Given instruction :: Filter the material below and copy out every line that includes the word "chocolate".

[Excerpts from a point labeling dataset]
* * *
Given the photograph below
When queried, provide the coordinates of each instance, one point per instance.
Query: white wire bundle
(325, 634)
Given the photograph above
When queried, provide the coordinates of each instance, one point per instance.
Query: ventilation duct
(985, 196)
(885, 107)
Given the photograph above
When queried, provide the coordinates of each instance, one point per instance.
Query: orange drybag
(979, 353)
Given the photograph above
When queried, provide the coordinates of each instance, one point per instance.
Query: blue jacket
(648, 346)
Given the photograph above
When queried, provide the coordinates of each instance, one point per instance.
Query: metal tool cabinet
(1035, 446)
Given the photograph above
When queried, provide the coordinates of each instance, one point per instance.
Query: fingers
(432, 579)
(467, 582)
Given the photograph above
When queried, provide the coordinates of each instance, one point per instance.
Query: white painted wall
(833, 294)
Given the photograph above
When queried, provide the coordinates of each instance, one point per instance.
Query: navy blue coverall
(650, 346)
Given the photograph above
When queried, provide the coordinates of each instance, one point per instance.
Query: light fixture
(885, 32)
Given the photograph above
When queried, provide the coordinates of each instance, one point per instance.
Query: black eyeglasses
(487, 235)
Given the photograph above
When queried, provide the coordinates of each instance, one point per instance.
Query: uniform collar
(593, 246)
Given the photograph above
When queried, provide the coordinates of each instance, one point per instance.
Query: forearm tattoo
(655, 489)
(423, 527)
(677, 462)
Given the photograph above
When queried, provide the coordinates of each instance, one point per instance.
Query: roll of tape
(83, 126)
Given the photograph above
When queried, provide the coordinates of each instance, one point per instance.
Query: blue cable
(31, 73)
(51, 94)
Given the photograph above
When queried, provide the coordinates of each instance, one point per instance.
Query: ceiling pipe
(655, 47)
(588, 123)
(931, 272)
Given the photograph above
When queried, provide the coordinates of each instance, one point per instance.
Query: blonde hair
* * *
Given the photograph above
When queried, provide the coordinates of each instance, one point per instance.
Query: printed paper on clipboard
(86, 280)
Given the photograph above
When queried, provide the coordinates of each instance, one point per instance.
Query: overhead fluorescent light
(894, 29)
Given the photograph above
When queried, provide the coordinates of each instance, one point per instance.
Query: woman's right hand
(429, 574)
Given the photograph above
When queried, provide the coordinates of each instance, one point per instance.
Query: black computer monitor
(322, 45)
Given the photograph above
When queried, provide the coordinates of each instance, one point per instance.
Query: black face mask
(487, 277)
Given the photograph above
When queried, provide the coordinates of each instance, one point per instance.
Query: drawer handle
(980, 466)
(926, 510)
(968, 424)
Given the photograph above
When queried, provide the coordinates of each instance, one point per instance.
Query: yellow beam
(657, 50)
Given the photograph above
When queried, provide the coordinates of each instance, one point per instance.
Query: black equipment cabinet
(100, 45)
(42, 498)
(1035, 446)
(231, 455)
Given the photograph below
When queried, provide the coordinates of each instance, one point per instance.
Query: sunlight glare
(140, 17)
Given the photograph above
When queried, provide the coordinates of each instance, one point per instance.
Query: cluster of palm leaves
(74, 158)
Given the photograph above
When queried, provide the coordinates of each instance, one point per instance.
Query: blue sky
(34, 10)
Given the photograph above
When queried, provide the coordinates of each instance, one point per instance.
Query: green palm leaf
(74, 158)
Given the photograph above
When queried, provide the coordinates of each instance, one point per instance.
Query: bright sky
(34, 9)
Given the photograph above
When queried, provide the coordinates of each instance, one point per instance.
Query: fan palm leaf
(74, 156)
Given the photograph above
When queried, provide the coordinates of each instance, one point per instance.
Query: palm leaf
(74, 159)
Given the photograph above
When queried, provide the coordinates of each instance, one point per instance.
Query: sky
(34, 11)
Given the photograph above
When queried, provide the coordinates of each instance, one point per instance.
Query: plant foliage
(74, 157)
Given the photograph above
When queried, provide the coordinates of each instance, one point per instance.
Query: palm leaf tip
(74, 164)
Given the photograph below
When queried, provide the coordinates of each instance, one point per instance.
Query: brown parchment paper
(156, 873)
* * *
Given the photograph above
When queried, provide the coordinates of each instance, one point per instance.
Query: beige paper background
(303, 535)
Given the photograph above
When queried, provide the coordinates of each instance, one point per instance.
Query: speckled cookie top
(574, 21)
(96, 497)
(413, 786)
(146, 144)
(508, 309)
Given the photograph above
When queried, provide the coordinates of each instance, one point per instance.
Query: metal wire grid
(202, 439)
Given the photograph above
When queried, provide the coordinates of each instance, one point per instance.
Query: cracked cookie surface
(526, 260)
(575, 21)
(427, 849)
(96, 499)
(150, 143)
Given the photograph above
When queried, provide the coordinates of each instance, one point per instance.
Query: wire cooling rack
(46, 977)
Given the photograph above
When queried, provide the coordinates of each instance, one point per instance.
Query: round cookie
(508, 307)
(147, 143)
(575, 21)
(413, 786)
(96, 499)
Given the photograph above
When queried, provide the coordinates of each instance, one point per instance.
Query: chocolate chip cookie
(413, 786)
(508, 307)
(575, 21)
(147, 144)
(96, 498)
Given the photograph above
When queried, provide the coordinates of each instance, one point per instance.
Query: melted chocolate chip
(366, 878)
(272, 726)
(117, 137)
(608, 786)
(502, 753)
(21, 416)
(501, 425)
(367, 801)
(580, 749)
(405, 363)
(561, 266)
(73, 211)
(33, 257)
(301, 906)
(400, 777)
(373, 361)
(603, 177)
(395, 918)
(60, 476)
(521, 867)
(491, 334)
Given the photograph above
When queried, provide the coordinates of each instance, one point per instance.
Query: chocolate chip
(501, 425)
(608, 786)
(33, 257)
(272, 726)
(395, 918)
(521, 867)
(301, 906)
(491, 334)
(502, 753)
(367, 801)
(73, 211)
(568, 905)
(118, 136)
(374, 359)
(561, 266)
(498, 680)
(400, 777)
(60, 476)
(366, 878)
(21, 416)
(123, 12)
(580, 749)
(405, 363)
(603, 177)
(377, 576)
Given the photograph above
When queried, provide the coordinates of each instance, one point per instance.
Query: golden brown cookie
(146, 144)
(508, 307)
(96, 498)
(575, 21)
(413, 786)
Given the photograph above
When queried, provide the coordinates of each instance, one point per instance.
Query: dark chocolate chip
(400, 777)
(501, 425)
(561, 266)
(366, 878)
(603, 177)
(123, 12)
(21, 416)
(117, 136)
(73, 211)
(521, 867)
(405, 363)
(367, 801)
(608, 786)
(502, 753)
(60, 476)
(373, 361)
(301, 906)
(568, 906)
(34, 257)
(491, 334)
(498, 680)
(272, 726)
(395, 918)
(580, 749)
* * *
Correct result ::
Query: chocolate chip cookie
Query: melted chocolate chip
Query: chocolate chip
Query: dark chocolate chip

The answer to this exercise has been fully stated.